DIRECTION: Report every line below that contains the word "white", copying each one in full.

INPUT ROWS:
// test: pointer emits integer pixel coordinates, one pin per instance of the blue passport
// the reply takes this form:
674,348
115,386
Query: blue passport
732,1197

--

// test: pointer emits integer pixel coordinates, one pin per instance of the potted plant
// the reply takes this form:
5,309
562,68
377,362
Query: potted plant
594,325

==

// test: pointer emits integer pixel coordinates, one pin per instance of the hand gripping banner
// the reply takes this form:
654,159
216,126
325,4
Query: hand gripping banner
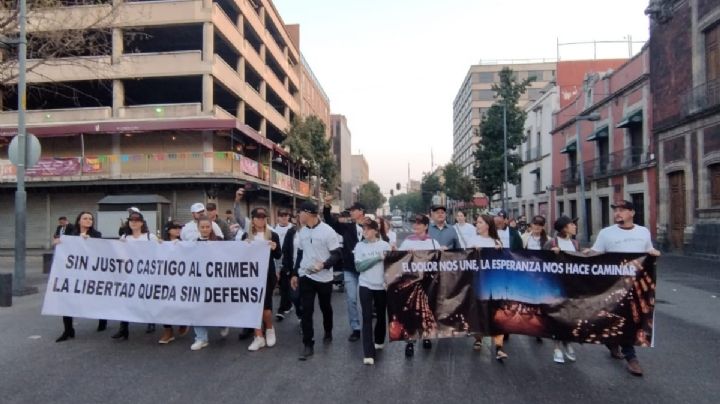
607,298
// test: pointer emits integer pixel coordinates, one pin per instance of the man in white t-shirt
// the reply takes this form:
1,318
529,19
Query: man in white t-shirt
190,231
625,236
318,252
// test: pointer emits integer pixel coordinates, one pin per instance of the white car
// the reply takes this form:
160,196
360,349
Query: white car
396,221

RESULT OF THIS TASK:
// test: pointer emits integer pixel coordinates, one pin per instance of the man in white t-shirt
Query: man in white t-shirt
// test: pointer emits integer pixel coordinates, one pin per instance of the white car
Query: white car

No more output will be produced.